*** PASSAGE SHOWN ***
Mast Cell Activation. The second major phenotype Schatz addressed was mast cell activation disorder (MCAD), which he said must be ruled out in long COVID patients — particularly because mast cell reactivity can prevent patients from tolerating other treatments. He described a simple clinical heuristic for suspicion: symptoms spanning skin (hives, flushing), respiratory (allergic-type reactions), and GI (IBS-like symptoms) together point strongly toward mast cell involvement. He relies heavily on clinical diagnosis and response to treatment rather than the cumbersome lab workup traditionally required, and emphasized low-histamine dietary approaches alongside targeted medications. 

Tryptophan Metabolism Dysregulation. Perhaps the most biochemically detailed portion of the talk, Schatz described what he called the third most common phenotype: disruption of the kynurenine pathway. Most people know tryptophan as a precursor to serotonin and melatonin — but Schatz pointed out that only about 5–10% of tryptophan goes that route. The lion’s share, roughly 90%, flows toward NAD+ production via the kynurenine pathway. 

In long COVID, he explained, viral infection and the resulting immune activation upregulate the enzyme IDO (indoleamine 2,3-dioxygenase) in the periphery and TDO (tryptophan 2,3-dioxygenase) in the brain. This shunts tryptophan sharply toward the kynurenine pathway — and toward the production of quinolinic acid, a neurotoxin and NMDA receptor agonist. The result is brain fog, depression, neuronal damage, and depletion of both serotonin and melatonin. Simultaneously, the pathway becomes less efficient at producing NAD+, leading to cellular energy deficits and profound fatigue.
*** End of PASSAGE SHOWN ***
TASKS AND EXERCISES.
1. Print the part of the long COVID talk summary that opens with the words containing "Tryptophan Metabolism Dysregulation. Perhaps" and closes with "via the kynurenine pathway.".
2. Carry on the summary of the long COVID talk from the point where it stops.
*** INPUT DATA ***
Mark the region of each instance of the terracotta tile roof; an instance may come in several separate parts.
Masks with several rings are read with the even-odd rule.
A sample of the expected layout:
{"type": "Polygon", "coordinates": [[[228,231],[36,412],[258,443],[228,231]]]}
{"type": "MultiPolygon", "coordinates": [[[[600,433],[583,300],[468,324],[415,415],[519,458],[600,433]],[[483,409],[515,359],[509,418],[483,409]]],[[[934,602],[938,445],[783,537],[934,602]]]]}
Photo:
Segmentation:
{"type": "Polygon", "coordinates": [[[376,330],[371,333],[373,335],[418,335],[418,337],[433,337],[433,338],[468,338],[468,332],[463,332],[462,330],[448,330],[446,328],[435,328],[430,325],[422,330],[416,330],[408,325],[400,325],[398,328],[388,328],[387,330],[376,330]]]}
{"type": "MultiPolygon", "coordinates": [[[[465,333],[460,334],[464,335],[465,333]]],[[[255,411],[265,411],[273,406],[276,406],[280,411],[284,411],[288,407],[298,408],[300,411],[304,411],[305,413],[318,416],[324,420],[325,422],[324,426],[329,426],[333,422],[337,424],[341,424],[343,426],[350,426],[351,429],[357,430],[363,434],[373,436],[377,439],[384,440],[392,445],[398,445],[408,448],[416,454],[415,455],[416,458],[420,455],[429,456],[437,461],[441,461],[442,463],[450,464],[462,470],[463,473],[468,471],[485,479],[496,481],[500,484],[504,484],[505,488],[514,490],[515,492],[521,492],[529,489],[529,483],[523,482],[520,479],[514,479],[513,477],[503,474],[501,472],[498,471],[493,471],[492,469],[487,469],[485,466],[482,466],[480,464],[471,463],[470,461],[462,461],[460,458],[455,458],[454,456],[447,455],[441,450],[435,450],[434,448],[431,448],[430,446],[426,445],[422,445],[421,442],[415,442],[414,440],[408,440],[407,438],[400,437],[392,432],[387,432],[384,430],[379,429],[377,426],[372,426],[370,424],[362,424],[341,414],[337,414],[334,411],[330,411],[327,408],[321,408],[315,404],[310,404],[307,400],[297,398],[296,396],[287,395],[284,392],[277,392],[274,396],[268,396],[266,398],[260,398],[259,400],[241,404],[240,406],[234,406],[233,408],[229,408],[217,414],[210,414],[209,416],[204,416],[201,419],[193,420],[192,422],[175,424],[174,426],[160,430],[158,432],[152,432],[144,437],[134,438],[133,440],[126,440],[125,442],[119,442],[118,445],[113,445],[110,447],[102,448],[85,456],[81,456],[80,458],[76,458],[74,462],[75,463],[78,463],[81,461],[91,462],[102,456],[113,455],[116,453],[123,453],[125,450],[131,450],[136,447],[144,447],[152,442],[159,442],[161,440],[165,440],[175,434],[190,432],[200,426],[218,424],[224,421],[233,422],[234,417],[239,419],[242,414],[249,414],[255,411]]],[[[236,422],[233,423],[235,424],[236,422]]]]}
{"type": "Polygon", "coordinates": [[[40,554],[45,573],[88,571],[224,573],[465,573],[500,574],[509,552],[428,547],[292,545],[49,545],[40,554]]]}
*** End of INPUT DATA ***
WRITTEN RESPONSES.
1.
Tryptophan Metabolism Dysregulation. Perhaps the most biochemically detailed portion of the talk, Schatz described what he called the third most common phenotype: disruption of the kynurenine pathway. Most people know tryptophan as a precursor to serotonin and melatonin — but Schatz pointed out that only about 5–10% of tryptophan goes that route. The lion’s share, roughly 90%, flows toward NAD+ production via the kynurenine pathway.

2.
Elevated kynurenic acid levels are actually more predictive of long COVID than a positive antigen test, Schatz said, citing emerging research. The clinical hallmark constellation — fatigue, brain fog, depression, and disrupted sleep — maps almost perfectly onto this biochemical picture. 

His therapeutic approach targets multiple points in the pathway simultaneously: suppressing IDO/TDO activity with certain supplements and medications, including low-dose naltrexone, pushing tryptophan toward the serotonin/melatonin branch, raising NAD+ levels with precursors, and antagonizing the NMDA receptor to counter quinolinic acid’s neurotoxic effects. He noted that ketamine, increasingly used in long COVID clinics, works substantially through this last mechanism. Resveratrol also featured in his protocol for several patients, with notable improvements in fatigue and depression. 

Putting It Together: Cases and Caution 

Throughout the talk, Schatz wove in patient cases that illustrated both the framework’s power and its complexity. A college student with two years of brain fog and depression saw meaningful improvement through tryptophan pathway-targeted supplementation. A 46-year-old woman with fibromyalgia and worsening anxiety, low energy, and sleep disturbance responded rapidly to a targeted supplement protocol addressing the same pathway. A patient with EDS, mast cell activation, POTS, and liver complications — who couldn’t tolerate most treatments — finally found a foothold when her GI mast cell reactivity was addressed first, allowing her to tolerate everything else. 

The Takeaway 

Schatz closed by returning to his pyramid metaphor: build from the bottom, one block at a time. The foundational work comes first, always. Then identify the root-cause mechanisms — dysautonomia, mast cell activation, tryptophan pathway disruption — that are maintaining the illness. Address those specifically and systematically, and “you give the body enough of what it needs to be able to heal, and then you move on from there.”